** Begin Extract provided **
Little Cups by Alex Joyner

I once held my cousin in a Dixie cup. At least a part of him. The improvised committal on the banks of Nottoway Swamp was a fitting send-off for a man who wanted no ceremony. Prone to eccentricity and melancholia like many of my clan, Cousin Bill had requested only that we scatter him after the annual family reunion in tidewater Virginia. Over BBQ, collard greens, and caramel cake at the Ruritan building, we lit a candle for him and Alice Page, our other casualty that year, then offered the swamp excursion for those who wanted to go all in.

We wound our way through the tall pines to the boat landing. Fortunately someone had the Dixie cups in their car, else we might have been hand-scooping the cremains from the plastic bag. Even so, we were enough of a spectacle to startle a man fishing serenely from a large cypress root. We raised our ashy chalices to the sky with a hearty cry—“To Bill!”—then dusted the black water with our departed loved one. The fisherman retreated to his car.

We lingered to take pictures in the dappled light beneath the trees. I posed for one between my cousin Kiki, down from Connecticut, and her dad, my uncle, also named Bill, up from Florida. Like Scattered Bill, the three of us shared the family temptation to take up words or brush to paint the world with some kind of art. We look all normcore in the photo, but don’t let my Dallas Cowboys ball cap, Bill’s polyester pants, or Kiki’s appliqué flowers fool you. We’ve been living on the ragged edge for a long time.

Just a few miles up the road from the swamp is the small house my dad built for his mother with his first real paychecks. I still know it as Grandma’s House, though these days, under present ownership, it looks like the shabby office of a rural junk yard. In the summer of ’78, however, it was heaven itself.

Grandma’s art was of the earth. Vibrant gladiolus and other splashes of floral color lined the house behind the half-buried white-washed tires and old license plates that framed her yard. A garden stretched from the dirt road out front all the way to the setting sun, which disappeared every evening behind the pole beans and crowder peas. In the late afternoon we watched it from the lawn chairs gathered under the black walnut tree by the scuppernong arbor, the grapes browning toward their late summer glory.

It was the summer I was transitioning from public middle school to private college prep school— the step that was supposed to give me a leg up and out of rural Virginia. Even so, my parents made the mistake of sending me to Grandma’s where I was only drinking that rural potion in more deeply. I was intoxicated. By Kiki, my beautiful cousin, painting rocks she’d collected. By Grandma’s supernatural calm as her world-weary hands, shaking from a family tremor, shelled beans. And by Uncle Bill’s journal.

It was a rag tag Woolworth’s notebook of a thing filled with random quotes, stray reflections, and clippings from newspaper cartoons and articles. In it Uncle Bill was collecting a life that seemed to him to be coming apart. His marriage ended, his career undone, his parenting now a series of sporadic visits like this one, he was wandering. But for that dog days week he was at home and I was watching him build worlds with words.

When I got back home I went to Drug Fair and bought a big, spiral-bound with a purple cover—five subjects!—and started my own journey. I didn’t know what to do with this enormous, empty potential. I filled my notebook with Mark Trail comics, questions to Uncle Bill, and unkempt desires for lost and found loves.

Sepia toned photo of backlit walnut tree
Walnut Tree by Andreina Schoeberlein. CC license.
** End Extract provided **
** Begin Record excerpts **
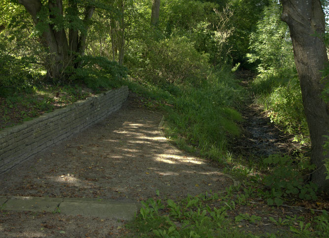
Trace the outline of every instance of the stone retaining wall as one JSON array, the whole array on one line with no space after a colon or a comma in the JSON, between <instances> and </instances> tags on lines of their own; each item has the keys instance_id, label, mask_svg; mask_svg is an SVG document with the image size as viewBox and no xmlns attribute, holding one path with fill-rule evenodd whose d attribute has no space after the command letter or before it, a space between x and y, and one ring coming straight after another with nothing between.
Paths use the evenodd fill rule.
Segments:
<instances>
[{"instance_id":1,"label":"stone retaining wall","mask_svg":"<svg viewBox=\"0 0 329 238\"><path fill-rule=\"evenodd\" d=\"M128 94L123 86L0 131L0 174L104 119Z\"/></svg>"}]
</instances>

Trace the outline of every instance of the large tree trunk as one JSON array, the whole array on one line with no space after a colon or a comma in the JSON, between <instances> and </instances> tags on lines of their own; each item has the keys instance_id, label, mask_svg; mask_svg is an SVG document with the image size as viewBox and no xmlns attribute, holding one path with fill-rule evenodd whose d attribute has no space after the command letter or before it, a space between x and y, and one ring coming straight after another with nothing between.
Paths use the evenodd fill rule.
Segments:
<instances>
[{"instance_id":1,"label":"large tree trunk","mask_svg":"<svg viewBox=\"0 0 329 238\"><path fill-rule=\"evenodd\" d=\"M43 23L46 28L40 37L40 41L48 49L49 54L45 62L47 69L47 78L55 82L60 82L65 79L65 70L68 66L79 67L79 64L73 65L73 62L77 55L83 55L85 50L86 39L88 30L88 22L91 18L95 7L88 6L85 11L83 23L85 29L80 32L77 29L69 29L69 41L65 29L57 31L55 25L46 23L48 18L38 16L38 13L42 8L40 0L18 0L31 14L36 25ZM78 10L77 1L69 0L70 14L77 16ZM44 7L45 6L43 6ZM63 15L62 0L49 0L48 7L49 10L49 19L54 19L58 16Z\"/></svg>"},{"instance_id":2,"label":"large tree trunk","mask_svg":"<svg viewBox=\"0 0 329 238\"><path fill-rule=\"evenodd\" d=\"M152 0L152 11L151 12L151 24L156 26L159 23L160 14L160 0Z\"/></svg>"},{"instance_id":3,"label":"large tree trunk","mask_svg":"<svg viewBox=\"0 0 329 238\"><path fill-rule=\"evenodd\" d=\"M289 26L303 104L312 143L311 159L316 165L312 181L323 191L329 189L326 180L324 135L329 134L329 107L321 98L328 78L322 80L321 71L328 63L325 34L325 14L320 0L281 0L283 21Z\"/></svg>"}]
</instances>

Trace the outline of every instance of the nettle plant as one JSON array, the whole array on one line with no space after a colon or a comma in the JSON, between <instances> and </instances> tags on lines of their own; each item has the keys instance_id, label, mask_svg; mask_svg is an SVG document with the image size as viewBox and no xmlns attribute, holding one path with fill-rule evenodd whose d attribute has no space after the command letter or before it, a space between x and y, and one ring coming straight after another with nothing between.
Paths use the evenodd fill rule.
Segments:
<instances>
[{"instance_id":1,"label":"nettle plant","mask_svg":"<svg viewBox=\"0 0 329 238\"><path fill-rule=\"evenodd\" d=\"M272 155L264 160L267 166L275 166L272 173L264 178L266 186L270 190L265 194L268 205L282 205L284 198L289 195L298 195L300 199L316 200L317 186L311 182L305 183L302 173L292 164L293 159L288 156ZM314 165L308 161L301 161L298 167L302 170L312 170Z\"/></svg>"}]
</instances>

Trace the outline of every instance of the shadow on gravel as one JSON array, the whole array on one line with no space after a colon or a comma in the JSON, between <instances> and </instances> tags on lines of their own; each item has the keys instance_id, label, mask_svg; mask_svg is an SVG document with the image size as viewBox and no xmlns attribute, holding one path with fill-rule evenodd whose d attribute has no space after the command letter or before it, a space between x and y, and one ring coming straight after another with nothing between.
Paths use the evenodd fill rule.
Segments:
<instances>
[{"instance_id":1,"label":"shadow on gravel","mask_svg":"<svg viewBox=\"0 0 329 238\"><path fill-rule=\"evenodd\" d=\"M233 184L213 162L190 156L158 130L162 115L130 97L122 109L0 176L0 195L177 198Z\"/></svg>"}]
</instances>

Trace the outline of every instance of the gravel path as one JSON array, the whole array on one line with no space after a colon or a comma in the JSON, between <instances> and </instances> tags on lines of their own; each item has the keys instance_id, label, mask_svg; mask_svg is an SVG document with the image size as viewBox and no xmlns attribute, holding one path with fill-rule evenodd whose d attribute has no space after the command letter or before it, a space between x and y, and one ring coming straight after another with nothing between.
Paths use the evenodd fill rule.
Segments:
<instances>
[{"instance_id":1,"label":"gravel path","mask_svg":"<svg viewBox=\"0 0 329 238\"><path fill-rule=\"evenodd\" d=\"M0 175L0 195L136 201L222 191L215 163L182 152L158 129L162 115L131 95L106 119Z\"/></svg>"}]
</instances>

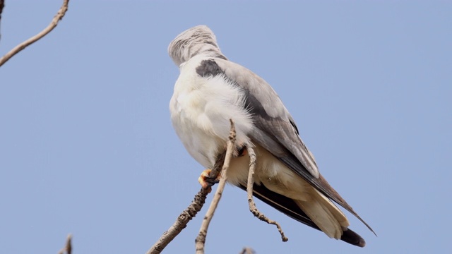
** End Record excerpts **
What you will do -> Translate this sentence from the Little Cups essay into Spanish: "We lingered to take pictures in the dappled light beneath the trees."

Solution to this exercise -> Nos quedamos un rato para tomar fotos en la luz moteada bajo los árboles.